▶ TO DO
Please rewrite every line of the records from the line with "lehenga in the photo above." up to and including the last line of the records, with each coordinate in the answers multiplied by 1.5 and rounded to a whole number, halves going up. Leave everything else on those lines unchanged.

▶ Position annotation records
..............................
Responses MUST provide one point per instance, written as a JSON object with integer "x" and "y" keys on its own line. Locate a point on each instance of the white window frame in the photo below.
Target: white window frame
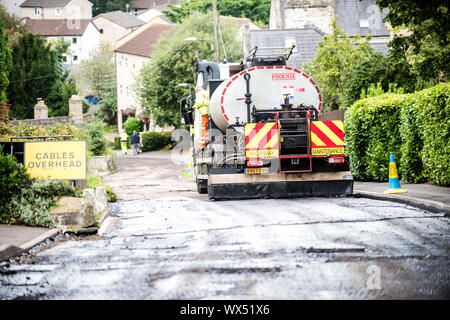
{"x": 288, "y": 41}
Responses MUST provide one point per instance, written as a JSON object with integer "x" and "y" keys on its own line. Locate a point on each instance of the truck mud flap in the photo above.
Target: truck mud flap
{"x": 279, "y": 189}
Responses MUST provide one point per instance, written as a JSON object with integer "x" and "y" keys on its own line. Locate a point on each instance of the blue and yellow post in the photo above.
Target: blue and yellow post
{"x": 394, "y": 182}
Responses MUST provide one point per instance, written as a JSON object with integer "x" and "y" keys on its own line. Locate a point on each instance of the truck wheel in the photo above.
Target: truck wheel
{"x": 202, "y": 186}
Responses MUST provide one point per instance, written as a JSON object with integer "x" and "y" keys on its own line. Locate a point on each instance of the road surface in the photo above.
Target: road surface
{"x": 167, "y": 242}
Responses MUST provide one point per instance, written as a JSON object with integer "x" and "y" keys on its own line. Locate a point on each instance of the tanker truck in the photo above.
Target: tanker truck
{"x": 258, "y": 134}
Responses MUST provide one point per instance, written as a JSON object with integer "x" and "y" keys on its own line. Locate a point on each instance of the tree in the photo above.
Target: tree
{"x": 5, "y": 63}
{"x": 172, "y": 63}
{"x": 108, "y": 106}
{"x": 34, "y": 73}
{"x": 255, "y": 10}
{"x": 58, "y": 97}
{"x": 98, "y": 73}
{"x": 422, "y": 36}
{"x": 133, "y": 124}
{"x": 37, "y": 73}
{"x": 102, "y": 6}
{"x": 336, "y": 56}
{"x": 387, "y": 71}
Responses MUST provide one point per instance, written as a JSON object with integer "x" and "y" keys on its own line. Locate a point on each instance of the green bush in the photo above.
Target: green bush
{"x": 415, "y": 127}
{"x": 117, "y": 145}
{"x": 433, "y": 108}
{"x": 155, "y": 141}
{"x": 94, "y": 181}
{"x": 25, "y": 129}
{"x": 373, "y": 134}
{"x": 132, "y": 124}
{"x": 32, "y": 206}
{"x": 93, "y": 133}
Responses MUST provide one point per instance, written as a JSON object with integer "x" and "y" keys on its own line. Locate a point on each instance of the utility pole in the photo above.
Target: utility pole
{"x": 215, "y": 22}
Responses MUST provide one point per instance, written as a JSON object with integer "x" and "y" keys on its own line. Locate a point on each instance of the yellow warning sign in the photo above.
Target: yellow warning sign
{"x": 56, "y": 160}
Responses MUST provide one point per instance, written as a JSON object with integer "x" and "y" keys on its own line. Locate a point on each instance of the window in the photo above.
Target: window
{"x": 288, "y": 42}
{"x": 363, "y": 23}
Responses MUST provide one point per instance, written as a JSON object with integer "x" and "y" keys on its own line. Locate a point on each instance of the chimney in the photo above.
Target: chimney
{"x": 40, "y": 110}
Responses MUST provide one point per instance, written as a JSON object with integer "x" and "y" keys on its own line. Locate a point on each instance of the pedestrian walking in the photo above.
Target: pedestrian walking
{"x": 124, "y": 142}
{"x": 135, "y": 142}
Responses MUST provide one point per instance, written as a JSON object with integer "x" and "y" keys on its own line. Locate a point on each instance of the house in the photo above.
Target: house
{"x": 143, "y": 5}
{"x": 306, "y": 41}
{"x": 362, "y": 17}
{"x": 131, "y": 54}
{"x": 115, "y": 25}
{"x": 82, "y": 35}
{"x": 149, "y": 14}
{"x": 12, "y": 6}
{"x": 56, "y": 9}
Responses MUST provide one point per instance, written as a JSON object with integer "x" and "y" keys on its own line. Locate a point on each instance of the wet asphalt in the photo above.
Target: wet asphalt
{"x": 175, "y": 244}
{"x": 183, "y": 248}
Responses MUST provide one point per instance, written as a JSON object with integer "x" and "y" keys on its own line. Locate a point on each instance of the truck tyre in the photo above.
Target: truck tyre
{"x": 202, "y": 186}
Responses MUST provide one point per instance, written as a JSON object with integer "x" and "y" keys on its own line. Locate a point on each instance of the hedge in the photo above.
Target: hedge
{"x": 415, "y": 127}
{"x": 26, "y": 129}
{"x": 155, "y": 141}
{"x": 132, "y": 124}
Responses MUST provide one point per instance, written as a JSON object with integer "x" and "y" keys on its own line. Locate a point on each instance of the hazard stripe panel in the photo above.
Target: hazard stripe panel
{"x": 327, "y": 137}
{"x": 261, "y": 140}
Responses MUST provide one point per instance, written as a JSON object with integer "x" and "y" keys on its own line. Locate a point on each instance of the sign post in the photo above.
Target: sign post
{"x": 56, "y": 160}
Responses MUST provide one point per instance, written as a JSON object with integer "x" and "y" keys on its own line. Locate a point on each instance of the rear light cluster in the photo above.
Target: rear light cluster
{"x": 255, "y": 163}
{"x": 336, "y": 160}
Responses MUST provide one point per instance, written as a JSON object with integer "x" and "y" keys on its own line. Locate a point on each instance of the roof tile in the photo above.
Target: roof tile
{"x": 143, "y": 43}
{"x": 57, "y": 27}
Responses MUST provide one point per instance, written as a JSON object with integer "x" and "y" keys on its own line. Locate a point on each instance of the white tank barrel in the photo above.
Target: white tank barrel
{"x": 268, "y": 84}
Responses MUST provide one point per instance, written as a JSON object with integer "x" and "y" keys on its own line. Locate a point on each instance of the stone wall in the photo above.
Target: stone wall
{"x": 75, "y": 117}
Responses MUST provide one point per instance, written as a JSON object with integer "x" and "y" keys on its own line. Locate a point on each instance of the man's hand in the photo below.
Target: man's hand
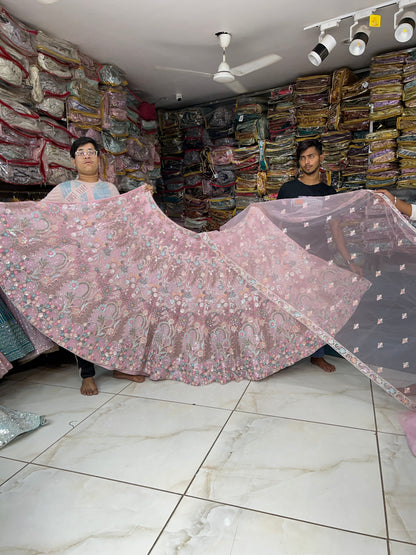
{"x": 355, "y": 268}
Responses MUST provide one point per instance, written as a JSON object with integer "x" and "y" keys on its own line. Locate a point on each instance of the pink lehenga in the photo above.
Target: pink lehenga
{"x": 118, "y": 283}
..............................
▶ CORRECT OUTPUT
Responses MUST provide one point per instance, written as a JSON object with integer "x" and "y" keys on its own line. Locate a point on each instance of the pink lehenga in the photo above.
Target: pink lehenga
{"x": 177, "y": 425}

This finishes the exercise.